Give the lines again word for word, beginning with the one containing "Return one point per instance of the drooping" and ending with the last line of the material below.

#### [Material for this task]
════════════════════
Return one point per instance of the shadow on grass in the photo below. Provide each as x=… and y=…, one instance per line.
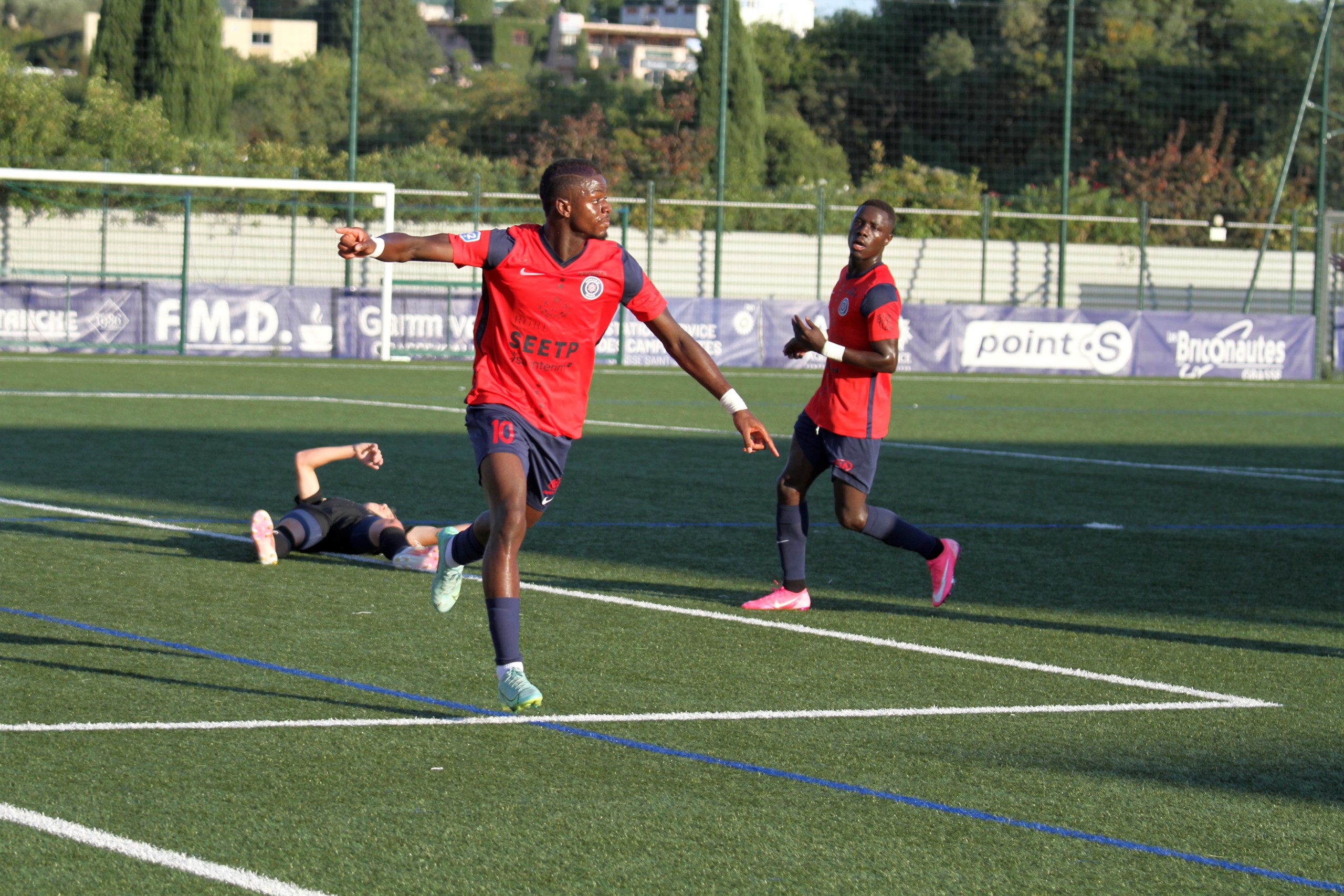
x=183, y=683
x=850, y=605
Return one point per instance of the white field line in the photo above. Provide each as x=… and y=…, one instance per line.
x=1221, y=471
x=644, y=371
x=725, y=617
x=324, y=399
x=592, y=718
x=150, y=853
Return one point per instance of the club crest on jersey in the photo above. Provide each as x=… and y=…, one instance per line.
x=592, y=288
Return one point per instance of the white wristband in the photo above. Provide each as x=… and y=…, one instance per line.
x=731, y=402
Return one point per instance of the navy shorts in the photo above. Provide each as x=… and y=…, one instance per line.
x=853, y=460
x=498, y=428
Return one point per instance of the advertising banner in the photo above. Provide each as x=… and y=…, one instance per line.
x=438, y=324
x=728, y=328
x=301, y=321
x=227, y=320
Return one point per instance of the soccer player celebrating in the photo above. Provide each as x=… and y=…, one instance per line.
x=549, y=294
x=844, y=422
x=320, y=523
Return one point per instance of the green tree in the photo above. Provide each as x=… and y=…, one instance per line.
x=392, y=33
x=116, y=50
x=186, y=66
x=747, y=163
x=34, y=116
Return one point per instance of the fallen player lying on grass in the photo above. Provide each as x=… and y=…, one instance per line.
x=340, y=525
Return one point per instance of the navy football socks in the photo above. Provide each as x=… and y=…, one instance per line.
x=890, y=529
x=506, y=624
x=791, y=527
x=466, y=549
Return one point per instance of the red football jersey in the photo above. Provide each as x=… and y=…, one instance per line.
x=854, y=400
x=541, y=320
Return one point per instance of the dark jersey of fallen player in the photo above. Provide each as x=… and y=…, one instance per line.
x=541, y=320
x=334, y=524
x=854, y=400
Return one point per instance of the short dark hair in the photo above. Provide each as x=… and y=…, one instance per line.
x=563, y=174
x=882, y=206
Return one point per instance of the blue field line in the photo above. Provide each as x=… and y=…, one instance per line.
x=716, y=761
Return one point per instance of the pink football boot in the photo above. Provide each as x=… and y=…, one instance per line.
x=781, y=599
x=264, y=536
x=942, y=568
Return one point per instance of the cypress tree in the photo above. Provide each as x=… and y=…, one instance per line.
x=186, y=65
x=116, y=50
x=747, y=97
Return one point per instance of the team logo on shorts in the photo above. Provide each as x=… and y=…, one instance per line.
x=592, y=288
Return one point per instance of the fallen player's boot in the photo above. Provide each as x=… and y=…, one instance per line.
x=781, y=599
x=517, y=692
x=264, y=536
x=448, y=577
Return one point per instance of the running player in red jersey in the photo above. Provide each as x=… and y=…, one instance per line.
x=844, y=422
x=549, y=294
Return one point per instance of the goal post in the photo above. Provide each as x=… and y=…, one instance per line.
x=383, y=194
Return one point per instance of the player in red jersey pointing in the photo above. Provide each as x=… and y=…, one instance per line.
x=844, y=422
x=549, y=294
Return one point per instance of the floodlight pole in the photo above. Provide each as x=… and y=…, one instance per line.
x=353, y=143
x=1321, y=44
x=723, y=147
x=1069, y=138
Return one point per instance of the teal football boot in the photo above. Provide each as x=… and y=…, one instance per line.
x=448, y=577
x=517, y=692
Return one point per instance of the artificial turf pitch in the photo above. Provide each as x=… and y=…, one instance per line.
x=1218, y=582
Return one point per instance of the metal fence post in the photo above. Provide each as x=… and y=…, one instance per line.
x=984, y=242
x=1320, y=294
x=1069, y=125
x=476, y=215
x=648, y=231
x=723, y=144
x=822, y=230
x=186, y=257
x=1292, y=268
x=102, y=231
x=353, y=138
x=620, y=320
x=1143, y=250
x=293, y=230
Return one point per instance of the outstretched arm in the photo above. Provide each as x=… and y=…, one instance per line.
x=355, y=242
x=697, y=362
x=810, y=338
x=308, y=461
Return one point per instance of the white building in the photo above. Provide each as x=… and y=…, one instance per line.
x=272, y=39
x=793, y=15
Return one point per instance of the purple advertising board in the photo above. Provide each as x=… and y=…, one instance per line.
x=303, y=321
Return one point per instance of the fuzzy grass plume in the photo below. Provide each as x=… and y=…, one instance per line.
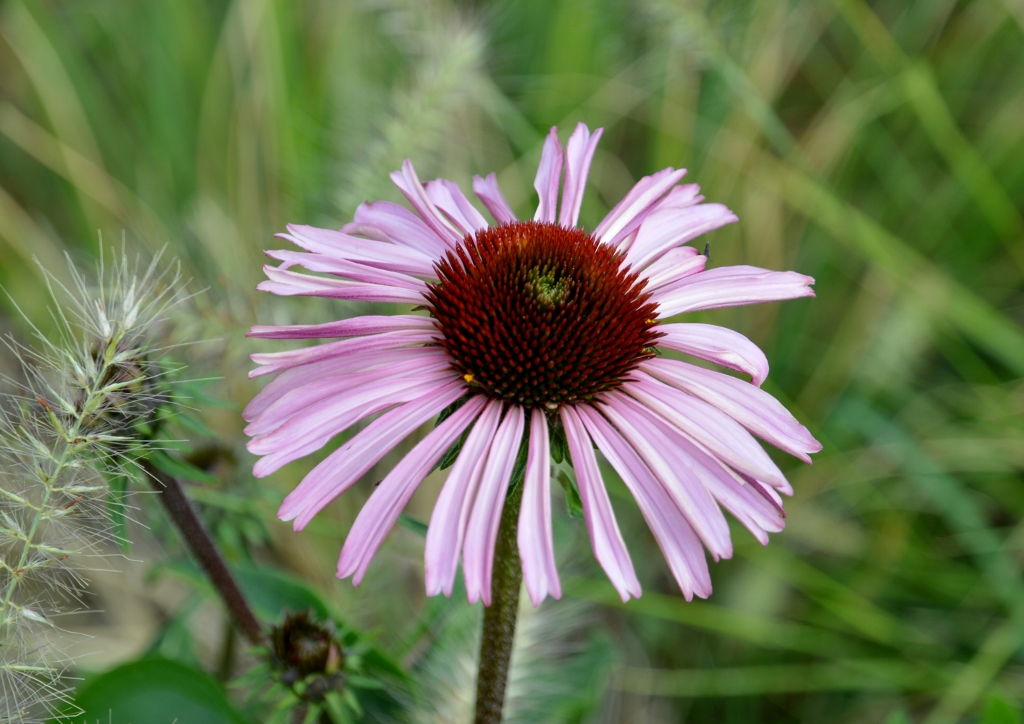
x=69, y=435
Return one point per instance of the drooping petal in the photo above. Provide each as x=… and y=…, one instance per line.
x=274, y=362
x=451, y=515
x=450, y=199
x=344, y=246
x=347, y=268
x=719, y=345
x=605, y=539
x=644, y=195
x=292, y=284
x=301, y=399
x=710, y=291
x=398, y=224
x=751, y=407
x=354, y=327
x=491, y=196
x=311, y=428
x=675, y=471
x=549, y=175
x=305, y=374
x=410, y=185
x=664, y=229
x=749, y=503
x=351, y=461
x=673, y=266
x=390, y=497
x=537, y=548
x=579, y=154
x=481, y=536
x=708, y=426
x=678, y=198
x=680, y=545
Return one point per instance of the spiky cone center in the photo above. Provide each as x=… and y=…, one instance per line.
x=304, y=646
x=538, y=314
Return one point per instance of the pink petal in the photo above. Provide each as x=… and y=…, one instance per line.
x=487, y=192
x=549, y=174
x=680, y=545
x=301, y=397
x=609, y=549
x=355, y=327
x=710, y=291
x=310, y=429
x=751, y=407
x=743, y=500
x=343, y=246
x=274, y=362
x=408, y=182
x=398, y=224
x=306, y=374
x=717, y=344
x=451, y=515
x=537, y=548
x=707, y=425
x=665, y=229
x=679, y=198
x=674, y=469
x=390, y=497
x=674, y=265
x=579, y=154
x=481, y=536
x=646, y=192
x=347, y=268
x=450, y=199
x=351, y=461
x=292, y=284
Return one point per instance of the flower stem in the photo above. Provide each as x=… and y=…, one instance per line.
x=184, y=518
x=499, y=618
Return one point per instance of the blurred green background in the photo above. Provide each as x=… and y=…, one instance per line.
x=878, y=146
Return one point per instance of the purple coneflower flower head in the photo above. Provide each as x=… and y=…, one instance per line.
x=536, y=329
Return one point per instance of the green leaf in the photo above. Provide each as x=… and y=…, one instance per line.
x=573, y=505
x=155, y=691
x=453, y=453
x=180, y=469
x=414, y=524
x=519, y=469
x=559, y=445
x=271, y=592
x=193, y=423
x=1000, y=710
════════════════════
#### [Answer to this exercise]
Return one point per instance of the drooping petal in the photo above. Provide each as x=… and y=…, one instance per line.
x=274, y=362
x=451, y=515
x=450, y=199
x=344, y=246
x=347, y=268
x=719, y=345
x=605, y=539
x=644, y=195
x=292, y=284
x=301, y=399
x=710, y=291
x=398, y=224
x=751, y=407
x=354, y=327
x=491, y=196
x=311, y=428
x=675, y=471
x=549, y=175
x=305, y=374
x=410, y=185
x=664, y=229
x=749, y=503
x=351, y=461
x=673, y=266
x=390, y=497
x=537, y=548
x=579, y=154
x=481, y=536
x=708, y=426
x=678, y=198
x=680, y=545
Return one point per instance of the spiky cone center in the photo above. Provide each as x=… and y=…, one instance per line.
x=304, y=646
x=538, y=314
Return one point per instance of the pink petal in the photo above. Provide each as x=… and y=…, one instance per line.
x=487, y=192
x=549, y=174
x=680, y=545
x=301, y=397
x=609, y=549
x=355, y=327
x=710, y=291
x=310, y=429
x=751, y=407
x=743, y=500
x=343, y=246
x=274, y=362
x=408, y=182
x=398, y=224
x=306, y=374
x=717, y=344
x=451, y=515
x=537, y=548
x=707, y=425
x=665, y=229
x=679, y=198
x=674, y=469
x=390, y=497
x=674, y=265
x=579, y=154
x=481, y=536
x=646, y=192
x=347, y=268
x=450, y=199
x=351, y=461
x=292, y=284
Return one point per instance of the flower stem in the photo above. Provide each as x=… and y=…, one instance per line.
x=184, y=518
x=499, y=618
Return one point per instance of the blurred green background in the photo above. Provide each as x=… and y=…, one instance per line.
x=878, y=146
Return one point per instance of the purple coneflower flower head in the photo above. Provide each as x=… and y=…, one instance per line.
x=536, y=329
Return one point per instance of the green leaf in the photo above. Provide each as x=… and y=…, one instance per line.
x=573, y=505
x=155, y=691
x=453, y=453
x=180, y=469
x=414, y=524
x=519, y=469
x=559, y=445
x=271, y=592
x=193, y=423
x=1000, y=710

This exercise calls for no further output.